Exercise requirements — Quote exactly, and only, the lines from the one with "of the small" through the end of the listing.

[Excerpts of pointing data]
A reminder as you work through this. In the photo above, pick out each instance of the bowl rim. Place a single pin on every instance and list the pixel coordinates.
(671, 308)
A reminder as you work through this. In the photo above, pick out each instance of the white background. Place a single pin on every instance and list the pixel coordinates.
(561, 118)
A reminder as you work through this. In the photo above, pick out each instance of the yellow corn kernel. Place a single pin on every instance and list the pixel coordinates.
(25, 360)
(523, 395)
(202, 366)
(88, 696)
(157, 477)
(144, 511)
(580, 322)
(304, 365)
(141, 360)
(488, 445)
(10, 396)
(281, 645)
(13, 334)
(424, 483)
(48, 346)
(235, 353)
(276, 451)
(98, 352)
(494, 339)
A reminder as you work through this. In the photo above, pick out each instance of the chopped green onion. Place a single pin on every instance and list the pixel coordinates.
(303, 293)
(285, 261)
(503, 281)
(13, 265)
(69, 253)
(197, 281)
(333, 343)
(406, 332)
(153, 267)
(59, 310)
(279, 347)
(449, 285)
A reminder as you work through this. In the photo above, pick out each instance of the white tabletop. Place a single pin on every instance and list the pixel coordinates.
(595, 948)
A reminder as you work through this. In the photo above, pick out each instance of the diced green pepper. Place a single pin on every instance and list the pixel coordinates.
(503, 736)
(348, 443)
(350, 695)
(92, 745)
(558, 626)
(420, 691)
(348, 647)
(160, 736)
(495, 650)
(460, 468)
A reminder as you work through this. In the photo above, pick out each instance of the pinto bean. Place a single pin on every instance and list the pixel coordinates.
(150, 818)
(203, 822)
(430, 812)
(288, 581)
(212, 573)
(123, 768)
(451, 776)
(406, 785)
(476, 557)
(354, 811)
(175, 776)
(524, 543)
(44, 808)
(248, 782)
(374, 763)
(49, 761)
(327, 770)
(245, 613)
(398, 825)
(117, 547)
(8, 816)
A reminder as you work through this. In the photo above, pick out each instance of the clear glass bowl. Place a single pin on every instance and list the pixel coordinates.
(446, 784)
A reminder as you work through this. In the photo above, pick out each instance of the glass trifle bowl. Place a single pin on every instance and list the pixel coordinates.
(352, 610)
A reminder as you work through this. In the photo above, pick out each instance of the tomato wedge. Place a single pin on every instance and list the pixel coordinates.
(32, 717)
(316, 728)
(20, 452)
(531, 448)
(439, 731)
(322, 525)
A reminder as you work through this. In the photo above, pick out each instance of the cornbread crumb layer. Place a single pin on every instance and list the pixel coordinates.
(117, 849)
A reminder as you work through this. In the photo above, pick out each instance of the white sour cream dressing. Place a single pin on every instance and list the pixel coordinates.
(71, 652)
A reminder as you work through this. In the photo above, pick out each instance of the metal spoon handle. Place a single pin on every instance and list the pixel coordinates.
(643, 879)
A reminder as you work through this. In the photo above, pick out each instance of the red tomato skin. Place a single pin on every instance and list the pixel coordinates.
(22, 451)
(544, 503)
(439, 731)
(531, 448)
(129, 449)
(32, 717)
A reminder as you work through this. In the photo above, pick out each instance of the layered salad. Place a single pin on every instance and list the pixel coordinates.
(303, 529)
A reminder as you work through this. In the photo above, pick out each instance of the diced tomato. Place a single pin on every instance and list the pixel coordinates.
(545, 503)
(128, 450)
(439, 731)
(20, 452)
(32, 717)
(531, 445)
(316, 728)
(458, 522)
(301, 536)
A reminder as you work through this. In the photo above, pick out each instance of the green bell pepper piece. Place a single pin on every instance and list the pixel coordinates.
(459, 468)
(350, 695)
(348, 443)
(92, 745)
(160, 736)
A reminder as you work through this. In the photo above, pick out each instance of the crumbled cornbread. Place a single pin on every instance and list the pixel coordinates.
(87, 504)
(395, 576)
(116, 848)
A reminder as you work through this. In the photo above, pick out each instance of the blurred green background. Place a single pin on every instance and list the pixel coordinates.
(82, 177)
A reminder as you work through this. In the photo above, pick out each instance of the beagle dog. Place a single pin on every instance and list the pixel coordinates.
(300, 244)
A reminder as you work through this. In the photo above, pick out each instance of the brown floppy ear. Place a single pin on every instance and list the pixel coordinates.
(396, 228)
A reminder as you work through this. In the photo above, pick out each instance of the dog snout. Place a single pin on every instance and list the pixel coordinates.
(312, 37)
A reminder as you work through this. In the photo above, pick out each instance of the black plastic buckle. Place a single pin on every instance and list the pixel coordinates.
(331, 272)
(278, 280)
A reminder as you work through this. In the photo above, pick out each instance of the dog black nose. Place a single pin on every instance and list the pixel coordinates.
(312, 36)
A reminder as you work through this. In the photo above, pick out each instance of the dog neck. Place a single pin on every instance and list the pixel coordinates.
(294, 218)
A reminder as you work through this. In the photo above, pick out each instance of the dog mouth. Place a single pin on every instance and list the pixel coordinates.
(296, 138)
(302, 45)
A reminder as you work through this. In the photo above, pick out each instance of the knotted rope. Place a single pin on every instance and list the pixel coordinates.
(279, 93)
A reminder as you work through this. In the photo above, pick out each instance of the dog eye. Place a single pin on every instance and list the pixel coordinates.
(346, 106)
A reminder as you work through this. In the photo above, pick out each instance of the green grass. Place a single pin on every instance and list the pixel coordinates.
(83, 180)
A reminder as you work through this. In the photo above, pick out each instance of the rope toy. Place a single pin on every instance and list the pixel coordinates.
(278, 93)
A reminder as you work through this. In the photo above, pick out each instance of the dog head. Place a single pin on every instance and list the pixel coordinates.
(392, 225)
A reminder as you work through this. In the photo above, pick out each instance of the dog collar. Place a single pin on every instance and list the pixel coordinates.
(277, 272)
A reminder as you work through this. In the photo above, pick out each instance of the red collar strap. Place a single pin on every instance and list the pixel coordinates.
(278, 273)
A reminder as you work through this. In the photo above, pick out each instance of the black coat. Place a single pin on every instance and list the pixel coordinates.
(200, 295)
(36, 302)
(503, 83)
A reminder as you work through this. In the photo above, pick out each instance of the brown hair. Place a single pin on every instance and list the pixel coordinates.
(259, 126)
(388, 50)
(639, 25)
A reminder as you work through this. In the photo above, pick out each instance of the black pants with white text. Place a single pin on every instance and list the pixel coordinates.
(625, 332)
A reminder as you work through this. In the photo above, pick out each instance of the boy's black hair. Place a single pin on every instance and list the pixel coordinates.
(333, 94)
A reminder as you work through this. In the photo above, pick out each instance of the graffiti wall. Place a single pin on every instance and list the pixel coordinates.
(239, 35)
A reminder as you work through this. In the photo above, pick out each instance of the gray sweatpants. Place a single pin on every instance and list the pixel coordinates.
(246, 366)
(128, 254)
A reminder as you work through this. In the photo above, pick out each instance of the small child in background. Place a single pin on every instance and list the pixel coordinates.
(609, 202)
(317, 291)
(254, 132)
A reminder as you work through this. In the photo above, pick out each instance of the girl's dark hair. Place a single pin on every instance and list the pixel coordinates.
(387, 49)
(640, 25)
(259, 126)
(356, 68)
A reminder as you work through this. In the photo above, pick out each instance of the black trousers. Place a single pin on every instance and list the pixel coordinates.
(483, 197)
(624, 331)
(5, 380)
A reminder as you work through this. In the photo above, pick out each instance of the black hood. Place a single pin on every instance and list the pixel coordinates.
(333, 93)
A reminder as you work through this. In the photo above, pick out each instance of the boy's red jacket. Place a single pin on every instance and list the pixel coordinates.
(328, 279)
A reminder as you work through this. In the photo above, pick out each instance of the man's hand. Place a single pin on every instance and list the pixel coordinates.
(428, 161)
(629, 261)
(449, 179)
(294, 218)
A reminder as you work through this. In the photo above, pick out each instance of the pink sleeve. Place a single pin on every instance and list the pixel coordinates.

Solved problem —
A reminder as you work through this. In the photo above, pick out each instance of the small child in background. Place a single pin on every instance and list the pixel coordinates.
(609, 202)
(317, 291)
(254, 132)
A reminder as you work through this. In the photo above, pick out each instance of the girl's dark hair. Place a single pin on every instance and list the pixel coordinates.
(387, 49)
(640, 25)
(259, 126)
(356, 68)
A reminder as you work through this. In the photo above, pick out each instance of the black trousers. Place a single pin on every instance and list the pixel coordinates.
(483, 197)
(624, 331)
(5, 380)
A reminder as you work through this. In the photo above, pick out each instance of the black hood. Place a single pin on every instance and list the pixel coordinates.
(333, 93)
A reminder as you work through this. In the photo above, pick out each instance of the boy's red jacket. Place a single pin on every instance and list the pixel coordinates.
(328, 279)
A reminder as you work through this. In the photo above, pick out each instance of the man's hand. Place a single pin on every instance and list the pixel coordinates.
(428, 161)
(629, 261)
(449, 179)
(294, 218)
A reminder as you work through this. In the photo above, pick out each instance of the pink sleeve. Place a single pin on every instance and list the pixel coordinates.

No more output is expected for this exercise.